**Exercise instructions**
In the listing, swap "keypoint" for "marker" from the line with "the brown trousers" up to and including the line with "<point>166,275</point>". Return only those lines, otherwise unchanged.

--- Start of Data for processing ---

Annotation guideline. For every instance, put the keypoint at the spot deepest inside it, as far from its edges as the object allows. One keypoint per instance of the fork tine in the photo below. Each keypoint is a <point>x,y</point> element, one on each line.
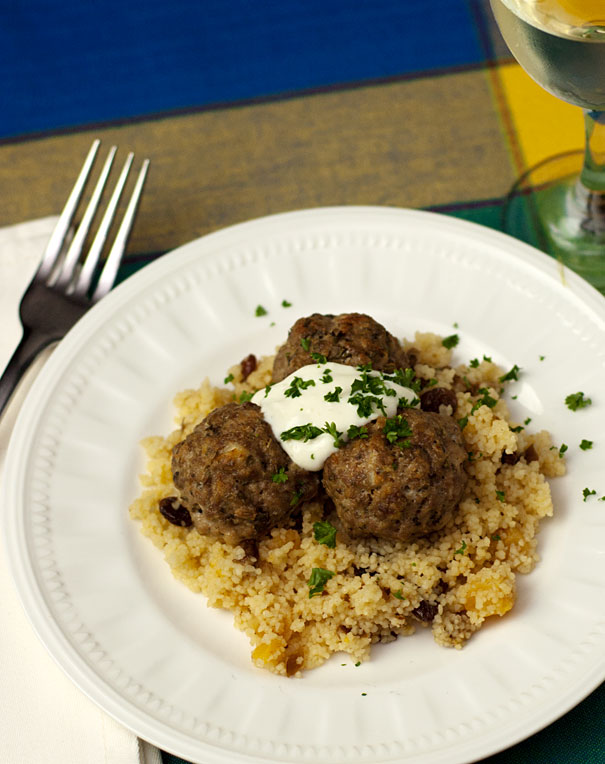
<point>75,248</point>
<point>110,270</point>
<point>55,243</point>
<point>85,276</point>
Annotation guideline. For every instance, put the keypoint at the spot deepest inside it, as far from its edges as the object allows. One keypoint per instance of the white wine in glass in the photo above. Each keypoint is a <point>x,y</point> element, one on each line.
<point>561,45</point>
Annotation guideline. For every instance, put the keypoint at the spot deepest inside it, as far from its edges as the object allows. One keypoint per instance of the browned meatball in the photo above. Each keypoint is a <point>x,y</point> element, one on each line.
<point>235,478</point>
<point>350,338</point>
<point>400,483</point>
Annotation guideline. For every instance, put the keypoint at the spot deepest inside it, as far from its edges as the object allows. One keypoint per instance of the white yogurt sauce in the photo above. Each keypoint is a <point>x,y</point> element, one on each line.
<point>298,401</point>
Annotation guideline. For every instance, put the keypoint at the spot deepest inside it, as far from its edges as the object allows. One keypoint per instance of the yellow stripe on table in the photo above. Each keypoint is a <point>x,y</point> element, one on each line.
<point>544,125</point>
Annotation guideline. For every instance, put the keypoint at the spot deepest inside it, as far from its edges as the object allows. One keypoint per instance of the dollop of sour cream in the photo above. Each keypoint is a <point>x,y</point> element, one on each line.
<point>316,409</point>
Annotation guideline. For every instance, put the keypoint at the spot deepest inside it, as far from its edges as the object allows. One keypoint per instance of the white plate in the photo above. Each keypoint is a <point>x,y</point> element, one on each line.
<point>147,650</point>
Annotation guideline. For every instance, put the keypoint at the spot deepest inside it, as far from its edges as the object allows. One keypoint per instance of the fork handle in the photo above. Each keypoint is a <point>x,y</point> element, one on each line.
<point>28,348</point>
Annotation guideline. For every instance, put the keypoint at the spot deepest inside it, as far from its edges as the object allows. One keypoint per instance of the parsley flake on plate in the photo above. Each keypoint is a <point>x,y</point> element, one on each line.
<point>511,375</point>
<point>576,401</point>
<point>324,533</point>
<point>319,578</point>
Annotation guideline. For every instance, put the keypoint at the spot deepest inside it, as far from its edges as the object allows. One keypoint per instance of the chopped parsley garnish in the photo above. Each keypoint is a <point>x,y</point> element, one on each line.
<point>319,578</point>
<point>334,395</point>
<point>279,476</point>
<point>404,403</point>
<point>397,431</point>
<point>513,374</point>
<point>330,428</point>
<point>451,341</point>
<point>576,401</point>
<point>324,533</point>
<point>462,548</point>
<point>302,432</point>
<point>297,386</point>
<point>357,432</point>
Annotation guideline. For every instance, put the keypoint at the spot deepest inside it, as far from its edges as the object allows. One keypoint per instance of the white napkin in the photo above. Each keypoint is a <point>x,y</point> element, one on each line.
<point>44,718</point>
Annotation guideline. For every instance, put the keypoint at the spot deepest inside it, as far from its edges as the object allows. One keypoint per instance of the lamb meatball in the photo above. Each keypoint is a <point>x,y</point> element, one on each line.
<point>350,338</point>
<point>403,489</point>
<point>224,471</point>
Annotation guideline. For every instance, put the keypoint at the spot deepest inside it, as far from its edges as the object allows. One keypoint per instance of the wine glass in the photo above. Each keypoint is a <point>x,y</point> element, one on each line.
<point>561,45</point>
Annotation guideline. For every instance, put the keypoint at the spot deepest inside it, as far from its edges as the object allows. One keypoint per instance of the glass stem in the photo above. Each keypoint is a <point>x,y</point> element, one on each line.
<point>590,190</point>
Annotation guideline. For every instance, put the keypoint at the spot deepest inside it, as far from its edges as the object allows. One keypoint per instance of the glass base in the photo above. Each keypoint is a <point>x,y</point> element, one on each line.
<point>549,208</point>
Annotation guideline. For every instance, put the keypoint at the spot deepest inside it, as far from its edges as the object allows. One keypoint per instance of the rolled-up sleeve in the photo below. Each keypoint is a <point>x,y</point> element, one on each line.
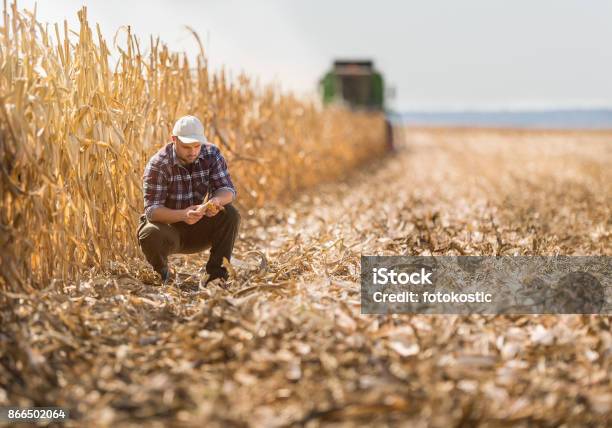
<point>155,188</point>
<point>219,175</point>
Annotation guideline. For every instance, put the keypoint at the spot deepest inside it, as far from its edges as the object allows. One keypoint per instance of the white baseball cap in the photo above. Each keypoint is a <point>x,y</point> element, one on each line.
<point>189,130</point>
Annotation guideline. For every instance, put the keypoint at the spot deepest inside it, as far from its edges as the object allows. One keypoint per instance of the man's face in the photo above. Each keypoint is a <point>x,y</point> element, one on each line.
<point>187,153</point>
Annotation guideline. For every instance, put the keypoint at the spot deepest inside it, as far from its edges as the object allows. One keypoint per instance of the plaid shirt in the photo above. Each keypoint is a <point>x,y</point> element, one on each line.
<point>169,184</point>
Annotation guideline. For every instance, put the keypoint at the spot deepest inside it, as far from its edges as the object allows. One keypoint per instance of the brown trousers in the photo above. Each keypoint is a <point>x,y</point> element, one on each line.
<point>158,240</point>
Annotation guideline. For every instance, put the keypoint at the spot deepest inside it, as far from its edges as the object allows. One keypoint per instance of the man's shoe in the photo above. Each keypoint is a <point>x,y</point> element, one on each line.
<point>211,277</point>
<point>166,275</point>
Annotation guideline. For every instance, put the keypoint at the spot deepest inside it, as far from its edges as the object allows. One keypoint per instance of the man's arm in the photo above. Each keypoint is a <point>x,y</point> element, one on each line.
<point>222,188</point>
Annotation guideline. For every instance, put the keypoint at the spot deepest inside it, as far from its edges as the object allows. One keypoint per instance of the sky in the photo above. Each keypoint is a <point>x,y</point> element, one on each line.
<point>436,54</point>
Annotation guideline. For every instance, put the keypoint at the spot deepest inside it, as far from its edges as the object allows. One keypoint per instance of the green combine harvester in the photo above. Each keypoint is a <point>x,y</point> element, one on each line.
<point>357,85</point>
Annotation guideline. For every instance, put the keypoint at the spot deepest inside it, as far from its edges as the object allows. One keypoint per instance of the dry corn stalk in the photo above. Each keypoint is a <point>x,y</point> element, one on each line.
<point>77,130</point>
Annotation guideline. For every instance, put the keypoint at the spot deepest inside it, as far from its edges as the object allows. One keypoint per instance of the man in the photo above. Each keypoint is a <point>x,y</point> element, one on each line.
<point>176,181</point>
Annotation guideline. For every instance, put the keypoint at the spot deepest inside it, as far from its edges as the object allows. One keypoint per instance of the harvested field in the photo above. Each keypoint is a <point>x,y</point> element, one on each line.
<point>285,344</point>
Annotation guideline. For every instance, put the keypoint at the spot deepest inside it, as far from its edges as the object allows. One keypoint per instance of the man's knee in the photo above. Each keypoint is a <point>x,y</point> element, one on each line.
<point>150,236</point>
<point>232,213</point>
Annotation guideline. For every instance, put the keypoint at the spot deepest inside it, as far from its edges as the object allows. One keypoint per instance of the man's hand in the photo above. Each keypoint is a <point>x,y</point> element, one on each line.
<point>192,214</point>
<point>212,207</point>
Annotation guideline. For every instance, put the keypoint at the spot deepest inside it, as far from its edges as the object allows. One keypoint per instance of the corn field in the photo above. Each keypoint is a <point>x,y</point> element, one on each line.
<point>77,131</point>
<point>283,343</point>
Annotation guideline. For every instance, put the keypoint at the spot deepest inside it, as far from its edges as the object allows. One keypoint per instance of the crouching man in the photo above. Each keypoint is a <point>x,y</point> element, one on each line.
<point>176,181</point>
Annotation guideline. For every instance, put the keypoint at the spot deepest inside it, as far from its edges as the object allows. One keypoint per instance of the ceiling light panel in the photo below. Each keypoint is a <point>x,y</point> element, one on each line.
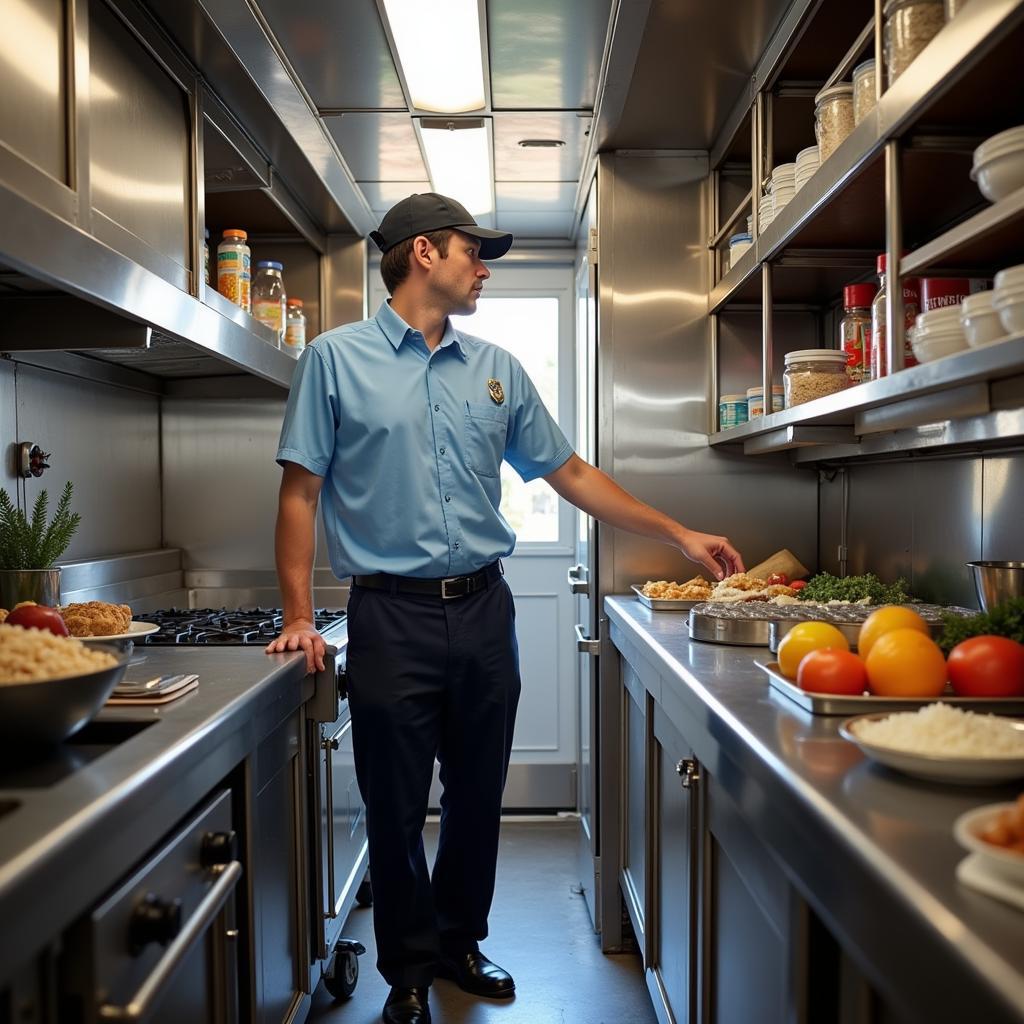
<point>439,48</point>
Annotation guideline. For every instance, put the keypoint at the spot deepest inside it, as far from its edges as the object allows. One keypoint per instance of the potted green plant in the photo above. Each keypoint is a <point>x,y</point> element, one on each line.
<point>30,548</point>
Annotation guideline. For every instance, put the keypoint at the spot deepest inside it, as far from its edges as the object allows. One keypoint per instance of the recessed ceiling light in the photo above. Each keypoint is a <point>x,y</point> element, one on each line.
<point>439,48</point>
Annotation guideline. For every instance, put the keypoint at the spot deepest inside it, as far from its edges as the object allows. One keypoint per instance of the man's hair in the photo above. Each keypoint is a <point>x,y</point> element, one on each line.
<point>394,263</point>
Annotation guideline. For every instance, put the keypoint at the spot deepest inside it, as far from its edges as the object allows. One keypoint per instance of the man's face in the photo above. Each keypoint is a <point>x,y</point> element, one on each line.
<point>458,280</point>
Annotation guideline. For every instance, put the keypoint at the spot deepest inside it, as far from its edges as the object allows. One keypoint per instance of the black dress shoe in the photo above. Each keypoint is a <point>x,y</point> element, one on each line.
<point>407,1006</point>
<point>472,972</point>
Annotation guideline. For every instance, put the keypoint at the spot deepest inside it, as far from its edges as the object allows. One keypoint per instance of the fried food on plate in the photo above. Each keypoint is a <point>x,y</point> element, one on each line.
<point>96,619</point>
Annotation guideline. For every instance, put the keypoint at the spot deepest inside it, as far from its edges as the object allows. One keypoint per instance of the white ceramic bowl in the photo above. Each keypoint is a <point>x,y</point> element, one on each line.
<point>1001,175</point>
<point>968,828</point>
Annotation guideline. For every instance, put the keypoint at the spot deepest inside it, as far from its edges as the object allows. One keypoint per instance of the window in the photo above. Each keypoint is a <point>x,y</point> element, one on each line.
<point>527,328</point>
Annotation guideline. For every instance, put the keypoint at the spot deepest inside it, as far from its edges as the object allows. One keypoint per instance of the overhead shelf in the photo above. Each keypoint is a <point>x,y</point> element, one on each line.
<point>955,386</point>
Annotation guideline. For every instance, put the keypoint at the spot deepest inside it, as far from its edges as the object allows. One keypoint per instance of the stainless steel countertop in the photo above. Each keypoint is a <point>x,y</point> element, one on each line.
<point>68,843</point>
<point>871,850</point>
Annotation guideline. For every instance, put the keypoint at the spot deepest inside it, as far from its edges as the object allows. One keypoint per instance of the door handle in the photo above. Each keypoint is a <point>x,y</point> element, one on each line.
<point>578,585</point>
<point>584,644</point>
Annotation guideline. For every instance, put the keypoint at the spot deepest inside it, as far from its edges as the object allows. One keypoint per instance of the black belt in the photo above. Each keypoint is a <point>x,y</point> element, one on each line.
<point>446,589</point>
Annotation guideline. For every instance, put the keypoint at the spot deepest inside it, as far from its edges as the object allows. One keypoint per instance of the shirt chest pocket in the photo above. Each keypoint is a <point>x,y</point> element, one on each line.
<point>485,429</point>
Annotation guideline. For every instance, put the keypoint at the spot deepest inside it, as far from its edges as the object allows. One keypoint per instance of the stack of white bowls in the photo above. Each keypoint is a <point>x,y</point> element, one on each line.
<point>1008,298</point>
<point>808,162</point>
<point>980,321</point>
<point>938,333</point>
<point>783,185</point>
<point>998,164</point>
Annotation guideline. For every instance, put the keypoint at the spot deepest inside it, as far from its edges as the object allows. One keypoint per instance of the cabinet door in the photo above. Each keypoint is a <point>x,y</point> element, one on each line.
<point>752,946</point>
<point>275,873</point>
<point>674,950</point>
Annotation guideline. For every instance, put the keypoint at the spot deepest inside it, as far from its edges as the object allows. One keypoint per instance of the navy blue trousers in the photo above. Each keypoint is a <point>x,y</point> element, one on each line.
<point>431,679</point>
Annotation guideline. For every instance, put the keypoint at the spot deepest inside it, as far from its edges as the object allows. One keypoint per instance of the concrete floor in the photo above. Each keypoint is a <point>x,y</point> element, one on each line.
<point>540,932</point>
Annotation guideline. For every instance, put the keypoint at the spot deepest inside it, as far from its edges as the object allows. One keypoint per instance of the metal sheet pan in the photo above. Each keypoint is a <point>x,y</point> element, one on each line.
<point>662,603</point>
<point>830,704</point>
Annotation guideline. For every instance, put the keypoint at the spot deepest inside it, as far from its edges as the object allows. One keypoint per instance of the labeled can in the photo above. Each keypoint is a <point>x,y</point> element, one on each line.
<point>235,268</point>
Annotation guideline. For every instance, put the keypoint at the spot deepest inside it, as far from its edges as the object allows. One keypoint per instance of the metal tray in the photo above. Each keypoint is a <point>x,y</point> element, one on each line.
<point>662,603</point>
<point>741,632</point>
<point>833,704</point>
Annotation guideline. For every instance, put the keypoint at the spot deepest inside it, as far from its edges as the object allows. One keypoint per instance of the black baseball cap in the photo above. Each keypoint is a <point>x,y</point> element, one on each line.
<point>425,212</point>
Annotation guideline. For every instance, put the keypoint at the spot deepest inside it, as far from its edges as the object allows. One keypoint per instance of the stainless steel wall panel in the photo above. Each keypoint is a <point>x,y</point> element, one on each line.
<point>221,482</point>
<point>546,55</point>
<point>138,137</point>
<point>107,441</point>
<point>1003,504</point>
<point>947,527</point>
<point>340,51</point>
<point>33,55</point>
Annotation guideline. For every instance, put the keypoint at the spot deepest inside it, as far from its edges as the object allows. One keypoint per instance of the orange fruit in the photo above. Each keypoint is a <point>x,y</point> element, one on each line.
<point>906,664</point>
<point>892,616</point>
<point>802,639</point>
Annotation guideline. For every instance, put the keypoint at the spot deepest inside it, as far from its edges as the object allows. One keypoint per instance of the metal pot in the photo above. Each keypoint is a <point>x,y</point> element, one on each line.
<point>41,586</point>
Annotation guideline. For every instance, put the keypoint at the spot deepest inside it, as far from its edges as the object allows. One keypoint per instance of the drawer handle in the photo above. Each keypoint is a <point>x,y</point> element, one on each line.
<point>142,1001</point>
<point>688,772</point>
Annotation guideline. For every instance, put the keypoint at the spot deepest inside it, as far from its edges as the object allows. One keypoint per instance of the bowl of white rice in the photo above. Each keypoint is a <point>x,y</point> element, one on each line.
<point>51,686</point>
<point>940,742</point>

--- End of Data for processing ---

**The completed task**
Annotation guideline. For every instance, put the marker at the spot deepest inside it, as far from its edges as the object allows. One marker per instance of the brown trousers in the photo above. Each marker is a <point>x,y</point> element, one on each line.
<point>158,240</point>
Annotation guideline. For every instance, put the marker at the spot deepest inside it, as far from its edges as the object allows. One marker per instance of the man's shoe in the photo above. Each marker is a <point>x,y</point> element, one on each line.
<point>211,277</point>
<point>166,275</point>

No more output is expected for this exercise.